▸ Task goal
Reproduce each of the lines below word for word, leaving out the pictures.

[START OF Data excerpts]

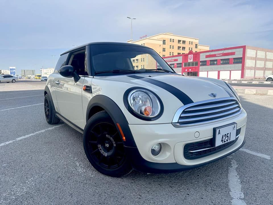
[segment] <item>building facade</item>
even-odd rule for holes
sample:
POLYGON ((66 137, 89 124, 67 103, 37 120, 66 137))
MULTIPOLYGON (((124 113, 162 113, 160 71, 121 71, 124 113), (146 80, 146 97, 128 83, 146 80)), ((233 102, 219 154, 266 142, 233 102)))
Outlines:
POLYGON ((247 46, 164 57, 176 72, 220 79, 264 79, 273 73, 273 50, 247 46))
POLYGON ((40 71, 41 71, 41 75, 42 76, 46 76, 48 77, 49 75, 54 72, 54 69, 52 68, 42 68, 40 69, 40 71))
MULTIPOLYGON (((161 56, 164 57, 209 50, 208 46, 199 44, 199 39, 196 38, 174 35, 172 33, 161 33, 146 37, 133 43, 151 48, 161 56)), ((127 41, 130 43, 131 40, 127 41)))

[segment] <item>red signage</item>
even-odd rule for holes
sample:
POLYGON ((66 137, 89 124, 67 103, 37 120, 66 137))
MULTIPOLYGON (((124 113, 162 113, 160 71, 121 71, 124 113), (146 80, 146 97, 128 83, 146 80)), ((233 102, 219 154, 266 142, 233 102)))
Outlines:
POLYGON ((168 59, 167 60, 165 60, 165 61, 166 62, 173 62, 174 61, 178 61, 178 58, 175 58, 174 59, 168 59))
POLYGON ((220 57, 222 56, 233 56, 235 54, 235 52, 228 52, 228 53, 222 53, 216 54, 210 54, 206 55, 206 58, 212 58, 212 57, 220 57))

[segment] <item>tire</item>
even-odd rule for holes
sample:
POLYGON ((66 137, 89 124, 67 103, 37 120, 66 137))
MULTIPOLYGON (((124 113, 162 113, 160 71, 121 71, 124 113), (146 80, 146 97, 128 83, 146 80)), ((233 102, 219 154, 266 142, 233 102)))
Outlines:
POLYGON ((53 112, 51 102, 47 94, 45 96, 44 107, 45 116, 47 123, 50 124, 53 124, 60 122, 60 119, 56 116, 53 112))
POLYGON ((132 170, 121 138, 105 110, 87 121, 83 132, 83 147, 89 162, 102 174, 121 177, 132 170))

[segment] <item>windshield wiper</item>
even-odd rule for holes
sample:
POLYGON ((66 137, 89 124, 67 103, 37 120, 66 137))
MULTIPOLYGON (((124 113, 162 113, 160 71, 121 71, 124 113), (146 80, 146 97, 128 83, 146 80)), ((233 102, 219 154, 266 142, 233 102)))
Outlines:
POLYGON ((171 71, 169 71, 168 70, 166 70, 166 69, 145 69, 145 70, 146 71, 155 71, 156 72, 157 71, 163 71, 165 72, 166 72, 167 73, 174 73, 173 72, 172 72, 171 71))
POLYGON ((100 73, 141 73, 142 72, 139 71, 137 71, 135 70, 129 70, 124 69, 114 69, 109 71, 97 71, 95 72, 95 74, 99 74, 100 73))

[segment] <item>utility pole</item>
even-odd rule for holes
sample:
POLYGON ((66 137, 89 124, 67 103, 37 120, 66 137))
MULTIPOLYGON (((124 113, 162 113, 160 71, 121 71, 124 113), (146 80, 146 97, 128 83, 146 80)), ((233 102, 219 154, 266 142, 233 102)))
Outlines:
POLYGON ((133 42, 133 33, 132 31, 132 21, 133 21, 133 19, 135 19, 134 18, 131 18, 130 17, 127 17, 127 18, 128 19, 131 19, 131 43, 133 42))

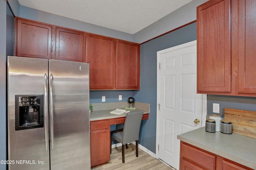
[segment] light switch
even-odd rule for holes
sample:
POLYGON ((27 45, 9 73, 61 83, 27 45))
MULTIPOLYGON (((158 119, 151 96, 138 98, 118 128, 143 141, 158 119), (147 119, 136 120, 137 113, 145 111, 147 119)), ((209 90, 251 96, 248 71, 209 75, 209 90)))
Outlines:
POLYGON ((220 104, 218 103, 212 104, 212 112, 216 113, 220 113, 220 104))
POLYGON ((106 97, 105 96, 102 96, 102 102, 106 102, 106 97))

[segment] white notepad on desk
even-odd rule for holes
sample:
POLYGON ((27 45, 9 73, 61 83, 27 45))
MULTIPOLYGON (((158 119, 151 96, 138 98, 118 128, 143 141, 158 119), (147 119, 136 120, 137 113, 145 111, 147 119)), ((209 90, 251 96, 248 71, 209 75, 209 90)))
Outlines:
POLYGON ((130 112, 130 110, 125 110, 124 109, 116 109, 110 111, 110 113, 116 114, 120 115, 124 113, 130 112))

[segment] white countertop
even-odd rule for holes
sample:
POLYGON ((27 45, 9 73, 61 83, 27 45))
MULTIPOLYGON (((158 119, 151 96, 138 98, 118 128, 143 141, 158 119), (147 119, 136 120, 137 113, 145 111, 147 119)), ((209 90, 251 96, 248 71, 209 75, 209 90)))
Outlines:
POLYGON ((178 135, 178 139, 256 169, 256 139, 220 132, 211 133, 201 127, 178 135))
MULTIPOLYGON (((122 109, 124 109, 122 108, 122 109)), ((110 112, 115 110, 114 109, 111 109, 109 110, 98 110, 96 111, 93 111, 90 114, 90 121, 94 121, 96 120, 103 120, 108 119, 116 118, 118 117, 122 117, 126 116, 126 113, 123 113, 120 115, 116 114, 110 113, 110 112)), ((130 109, 129 110, 131 112, 133 111, 139 111, 139 109, 130 109)), ((143 114, 148 113, 149 112, 144 111, 143 114)))

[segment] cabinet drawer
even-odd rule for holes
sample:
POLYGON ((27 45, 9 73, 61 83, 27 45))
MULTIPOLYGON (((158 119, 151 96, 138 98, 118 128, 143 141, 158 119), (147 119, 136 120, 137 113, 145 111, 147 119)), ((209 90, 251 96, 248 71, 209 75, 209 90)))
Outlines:
POLYGON ((92 121, 90 122, 90 125, 91 131, 102 129, 110 128, 108 120, 92 121))
POLYGON ((216 157, 202 150, 181 143, 181 155, 208 170, 215 170, 216 157))

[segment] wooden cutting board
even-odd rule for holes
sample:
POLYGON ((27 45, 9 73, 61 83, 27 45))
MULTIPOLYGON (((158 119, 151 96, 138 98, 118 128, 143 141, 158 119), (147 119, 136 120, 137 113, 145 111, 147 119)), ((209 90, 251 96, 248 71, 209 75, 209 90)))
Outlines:
POLYGON ((256 111, 226 108, 224 117, 232 123, 233 133, 256 138, 256 111))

[END OF Data excerpts]

▸ The reply
[segment] <item>building facade</item>
even-odd rule for holes
sample:
POLYGON ((66 137, 89 124, 67 103, 37 120, 66 137))
MULTIPOLYGON (((124 113, 162 113, 160 71, 121 71, 124 113), (146 80, 146 97, 128 83, 146 80)), ((233 102, 219 154, 266 142, 233 102)))
Outlines:
POLYGON ((247 46, 164 57, 176 72, 220 79, 264 79, 273 73, 273 50, 247 46))
POLYGON ((40 71, 41 71, 41 75, 42 76, 46 76, 48 77, 49 75, 54 72, 54 69, 52 68, 42 68, 40 69, 40 71))
MULTIPOLYGON (((161 56, 164 57, 209 50, 208 46, 199 44, 199 39, 196 38, 174 35, 172 33, 161 33, 146 37, 133 43, 151 48, 161 56)), ((127 41, 130 43, 131 40, 127 41)))

[segment] <item>red signage</item>
even-odd rule for holes
sample:
POLYGON ((66 137, 89 124, 67 103, 37 120, 66 137))
MULTIPOLYGON (((124 113, 162 113, 160 71, 121 71, 124 113), (146 80, 146 97, 128 83, 146 80)), ((233 102, 219 154, 266 142, 233 102)))
Outlines:
POLYGON ((168 59, 167 60, 165 60, 165 61, 166 62, 173 62, 174 61, 178 61, 178 58, 175 58, 174 59, 168 59))
POLYGON ((220 57, 222 56, 233 56, 235 54, 235 52, 228 52, 228 53, 222 53, 216 54, 210 54, 206 55, 206 58, 212 58, 212 57, 220 57))

[segment] <item>tire</item>
even-odd rule for holes
sample:
POLYGON ((66 137, 89 124, 67 103, 37 120, 66 137))
MULTIPOLYGON (((124 113, 162 113, 160 71, 121 71, 124 113), (146 80, 146 97, 128 83, 146 80)), ((233 102, 219 154, 266 142, 233 102)))
Outlines:
POLYGON ((53 112, 51 102, 47 94, 45 96, 44 107, 45 116, 47 123, 50 124, 53 124, 60 122, 60 119, 56 116, 53 112))
POLYGON ((132 170, 121 138, 105 110, 87 121, 83 132, 83 147, 89 162, 102 174, 121 177, 132 170))

[segment] <item>windshield wiper</item>
even-odd rule for holes
sample:
POLYGON ((66 137, 89 124, 67 103, 37 120, 66 137))
MULTIPOLYGON (((124 113, 162 113, 160 71, 121 71, 124 113), (146 80, 146 97, 128 83, 146 80)), ((233 102, 219 154, 266 142, 233 102)))
Outlines:
POLYGON ((171 71, 169 71, 168 70, 166 70, 166 69, 145 69, 145 70, 146 71, 155 71, 156 72, 157 71, 163 71, 165 72, 166 72, 167 73, 174 73, 173 72, 172 72, 171 71))
POLYGON ((100 73, 141 73, 142 72, 139 71, 137 71, 135 70, 129 70, 124 69, 114 69, 109 71, 97 71, 95 72, 95 74, 99 74, 100 73))

[segment] <item>utility pole</item>
even-odd rule for holes
sample:
POLYGON ((66 137, 89 124, 67 103, 37 120, 66 137))
MULTIPOLYGON (((124 113, 162 113, 160 71, 121 71, 124 113), (146 80, 146 97, 128 83, 146 80)), ((233 102, 219 154, 266 142, 233 102)))
Outlines:
POLYGON ((133 42, 133 33, 132 31, 132 21, 133 21, 133 19, 135 19, 134 18, 131 18, 130 17, 127 17, 127 18, 128 19, 131 19, 131 43, 133 42))

[segment] light switch
even-odd rule for holes
sample:
POLYGON ((27 45, 9 73, 61 83, 27 45))
MULTIPOLYGON (((158 119, 151 96, 138 98, 118 128, 143 141, 158 119), (147 119, 136 120, 137 113, 145 111, 147 119)), ((209 90, 251 96, 248 71, 209 75, 209 90)))
Outlines:
POLYGON ((220 104, 218 103, 212 104, 212 112, 216 113, 220 113, 220 104))
POLYGON ((106 97, 105 96, 102 96, 102 102, 106 102, 106 97))

[segment] white notepad on desk
even-odd rule for holes
sample:
POLYGON ((27 45, 9 73, 61 83, 27 45))
MULTIPOLYGON (((158 119, 151 96, 138 98, 118 128, 143 141, 158 119), (147 119, 136 120, 137 113, 145 111, 147 119)), ((209 90, 251 96, 248 71, 209 75, 209 90)))
Outlines:
POLYGON ((130 112, 130 110, 125 110, 124 109, 116 109, 110 111, 110 113, 116 114, 120 115, 124 113, 130 112))

[segment] white countertop
even-odd rule for holes
sample:
POLYGON ((27 45, 9 73, 61 83, 27 45))
MULTIPOLYGON (((158 119, 151 96, 138 98, 118 128, 143 141, 158 119), (147 119, 136 120, 137 113, 145 111, 147 119)), ((209 90, 251 96, 248 71, 209 75, 209 90)))
Outlines:
POLYGON ((178 135, 178 139, 256 169, 256 139, 220 132, 211 133, 201 127, 178 135))
MULTIPOLYGON (((122 109, 124 109, 122 108, 122 109)), ((110 112, 115 110, 114 109, 111 109, 109 110, 98 110, 96 111, 93 111, 90 114, 90 121, 94 121, 96 120, 103 120, 108 119, 116 118, 118 117, 122 117, 126 116, 126 113, 123 113, 120 115, 116 114, 110 113, 110 112)), ((130 109, 129 110, 131 112, 133 111, 139 111, 139 109, 130 109)), ((143 114, 148 113, 149 112, 144 111, 143 114)))

[segment] cabinet drawer
even-odd rule for holes
sample:
POLYGON ((27 45, 9 73, 61 83, 27 45))
MULTIPOLYGON (((158 119, 151 96, 138 98, 118 128, 143 141, 158 119), (147 119, 136 120, 137 113, 145 111, 147 119)), ((209 90, 251 96, 248 71, 209 75, 209 90)))
Outlines:
POLYGON ((92 121, 90 122, 90 125, 91 131, 102 129, 110 128, 108 120, 92 121))
POLYGON ((216 157, 202 150, 181 143, 181 155, 208 170, 215 170, 216 157))

[segment] wooden cutting board
even-odd rule for holes
sample:
POLYGON ((27 45, 9 73, 61 83, 27 45))
MULTIPOLYGON (((158 119, 151 96, 138 98, 118 128, 143 141, 158 119), (147 119, 136 120, 137 113, 145 111, 147 119)), ((209 90, 251 96, 248 71, 209 75, 209 90)))
Outlines:
POLYGON ((256 111, 226 108, 224 117, 232 123, 233 133, 256 138, 256 111))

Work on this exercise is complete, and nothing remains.